> EXCERPT
I would firstly like to attest by no means am i a samsung fan - several years ago i used to like their LED TVs, but am less than impressed with their recent ethos. However, the company is a gargantuan conglomerate, with a huge variety of products, the company comprises of around 80 companies, with annual revenues of over $250 billion!

In addition to the thousands of electrical items they sell to cosumers, they are involved in: shipping, heavy industry, manufacturing machinery, mechano-electronics, insurance, medical, other types of house hold goods steel, roads, etc etc

Samsung is South Korea's largest conglomerate. At the same time, Samsung and the South Korean government are quite intertwined to continue a fairly high standard of living for workers. This would not be allowed in the U.S. or Europe under most circumstances as it would be regulated to increase competition.

> WHAT NEEDS TO BE DONE
Answer from the excerpt about Samsung:
1. Around how many companies does Samsung comprise?
2. Samsung is the largest conglomerate of which country?
3. Where does the writer say the close ties between Samsung and the government would not be allowed under most circumstances?

> DATA RECORDS
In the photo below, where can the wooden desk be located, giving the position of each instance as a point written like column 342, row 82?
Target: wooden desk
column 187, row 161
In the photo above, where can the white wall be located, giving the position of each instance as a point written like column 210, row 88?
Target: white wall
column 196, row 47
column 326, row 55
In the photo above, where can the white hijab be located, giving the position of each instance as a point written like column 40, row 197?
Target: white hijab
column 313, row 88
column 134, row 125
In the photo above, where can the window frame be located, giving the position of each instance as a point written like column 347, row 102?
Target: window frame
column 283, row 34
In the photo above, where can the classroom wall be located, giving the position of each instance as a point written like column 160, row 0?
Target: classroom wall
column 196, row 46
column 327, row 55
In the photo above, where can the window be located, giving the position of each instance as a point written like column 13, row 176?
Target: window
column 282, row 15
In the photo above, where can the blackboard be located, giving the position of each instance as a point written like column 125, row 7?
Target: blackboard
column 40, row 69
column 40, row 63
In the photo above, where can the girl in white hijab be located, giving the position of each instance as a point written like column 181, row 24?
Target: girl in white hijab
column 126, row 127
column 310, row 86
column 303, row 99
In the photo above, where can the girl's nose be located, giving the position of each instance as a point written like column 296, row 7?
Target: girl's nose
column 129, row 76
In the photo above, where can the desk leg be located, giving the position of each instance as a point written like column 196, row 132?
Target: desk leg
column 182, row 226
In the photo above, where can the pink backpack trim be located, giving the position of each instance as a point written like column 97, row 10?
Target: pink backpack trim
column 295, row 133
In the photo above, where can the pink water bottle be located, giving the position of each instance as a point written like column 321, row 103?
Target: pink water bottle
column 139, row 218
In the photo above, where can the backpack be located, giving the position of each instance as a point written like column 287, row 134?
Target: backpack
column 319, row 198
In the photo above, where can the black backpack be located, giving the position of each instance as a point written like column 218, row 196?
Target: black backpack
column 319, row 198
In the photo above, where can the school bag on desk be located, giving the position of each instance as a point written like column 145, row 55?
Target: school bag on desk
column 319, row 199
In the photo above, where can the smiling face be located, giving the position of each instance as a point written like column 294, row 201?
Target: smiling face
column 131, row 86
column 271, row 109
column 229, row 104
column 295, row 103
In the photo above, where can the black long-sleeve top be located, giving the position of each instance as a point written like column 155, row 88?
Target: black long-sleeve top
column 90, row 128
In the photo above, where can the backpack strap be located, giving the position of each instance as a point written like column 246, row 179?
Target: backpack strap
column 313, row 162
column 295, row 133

---

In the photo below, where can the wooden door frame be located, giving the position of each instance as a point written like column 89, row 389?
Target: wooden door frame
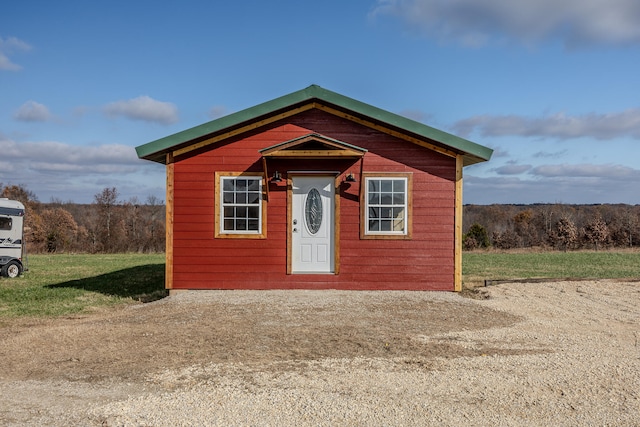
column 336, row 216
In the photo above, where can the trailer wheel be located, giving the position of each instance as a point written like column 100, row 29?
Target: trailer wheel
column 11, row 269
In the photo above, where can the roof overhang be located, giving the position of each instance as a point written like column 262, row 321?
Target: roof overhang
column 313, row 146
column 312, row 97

> EXERCISE RESPONSE
1. Around 80.
2. South Korea.
3. In the U.S. or Europe.